* **Instrucción de trabajo 1**
Según el texto del ejercicio, ¿qué obsesionaba a Herzog?
* **Instrucción de trabajo 2**
¿Puedes transcribir el fragmento del texto del ejercicio que va de "Lo vemos saltar" a "giro de cadera...", ambos incluidos?
* **Instrucción de trabajo 3**
¿Puedes seguir escribiendo el texto del ejercicio, el que describe las escenas que él va viendo de un sitio a otro, a partir de su última frase?

* **Texto del ejercicio**

Lo vemos saltar de un sitio a otro, ir de aquí para allá sin
acabar de creerse muchas de las cosas que ve: jóvenes de ojos rasgados
abducidos por lo occidental (¿qué pensará de esas imágenes 20 años después,
cuando el americanizado ha resultado ser él?), tiendas especializadas en
manufacturar menús de cera para escaparates rampantes, directores de culto
alemanes mirando un horizonte inexistente desde atalayas privilegiadas (Herzog,
obsesionado por encontrar imágenes "representativas"), gentes matando
el tiempo en salones recreativos donde las monedas se canjean por bolitas que
realizan caprichosos slaloms, azoteas convertidas en campos de golf donde
repetir cientos de veces el mismo giro de cadera...

(Registros de un conjunto de datos)
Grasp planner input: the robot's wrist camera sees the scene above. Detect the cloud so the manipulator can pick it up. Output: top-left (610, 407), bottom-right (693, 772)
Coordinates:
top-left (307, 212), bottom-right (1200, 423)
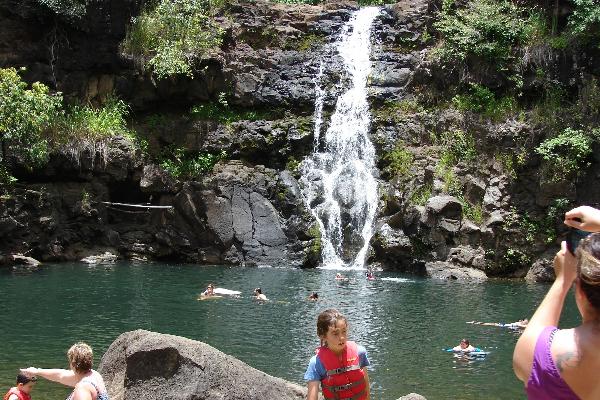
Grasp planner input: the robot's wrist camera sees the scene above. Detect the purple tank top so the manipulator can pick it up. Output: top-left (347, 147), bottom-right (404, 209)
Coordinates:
top-left (525, 326), bottom-right (579, 400)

* **Respuesta del ejercicio 1**
Encontrar imágenes "representativas".

* **Respuesta del ejercicio 2**
Lo vemos saltar de un sitio a otro, ir de aquí para allá sin
acabar de creerse muchas de las cosas que ve: jóvenes de ojos rasgados
abducidos por lo occidental (¿qué pensará de esas imágenes 20 años después,
cuando el americanizado ha resultado ser él?), tiendas especializadas en
manufacturar menús de cera para escaparates rampantes, directores de culto
alemanes mirando un horizonte inexistente desde atalayas privilegiadas (Herzog,
obsesionado por encontrar imágenes "representativas"), gentes matando
el tiempo en salones recreativos donde las monedas se canjean por bolitas que
realizan caprichosos slaloms, azoteas convertidas en campos de golf donde
repetir cientos de veces el mismo giro de cadera...

* **Respuesta del ejercicio 3**
La ritualización de la vida cotidiana se ha transformado
(¿ha degenerado?) en una repetición infinita y carente de significado (1). Así como los descubrimientos de Malthus
y otros economistas de la época dieron alas al romanticismo y su laxitud existencial,
la generación de Wenders (que ya no es la mía) creyó que La miseria del
historicismo promulgada por Popper legitimizaba su nihilismo fashion , donde la
verdad pasaba a ser una entelequia inasible y, por esa misma razón, carente de
interés en sí misma.
Pero el propósito de Wenders va más allá (aunque se acabe
quedando algo más acá). La gran excusa que le lleva a Tokio es el cine de Ozu:
desea reencontrase allí con los espacios, la luz y los protagonistas del
maestro. Esta necesidad (a medio camino entre la nostalgia y la decadencia
viscontiniana ) de volver al escenario del crimen —allí donde se hicieron las
"grandes" películas, los lugares exactos donde se libraron las
mitificadas batallas creativas de la antigüedad— se haya condenada, de partida,
al fracaso (¿acaso hay algún sitio que pueda permanecer indeleble, apartado del
tiempo?). Pero ya sabemos que a Wenders, en lo que a necrófilo se refiere, no
le gana nadie (rescaten, si no, la pornográfica Relámpago sobre agua (Lighting
Over Wate, 1979)): no ceja en su empeño hasta dar con los supervivientes Chishu
Ryu y Yuharu Atsuta.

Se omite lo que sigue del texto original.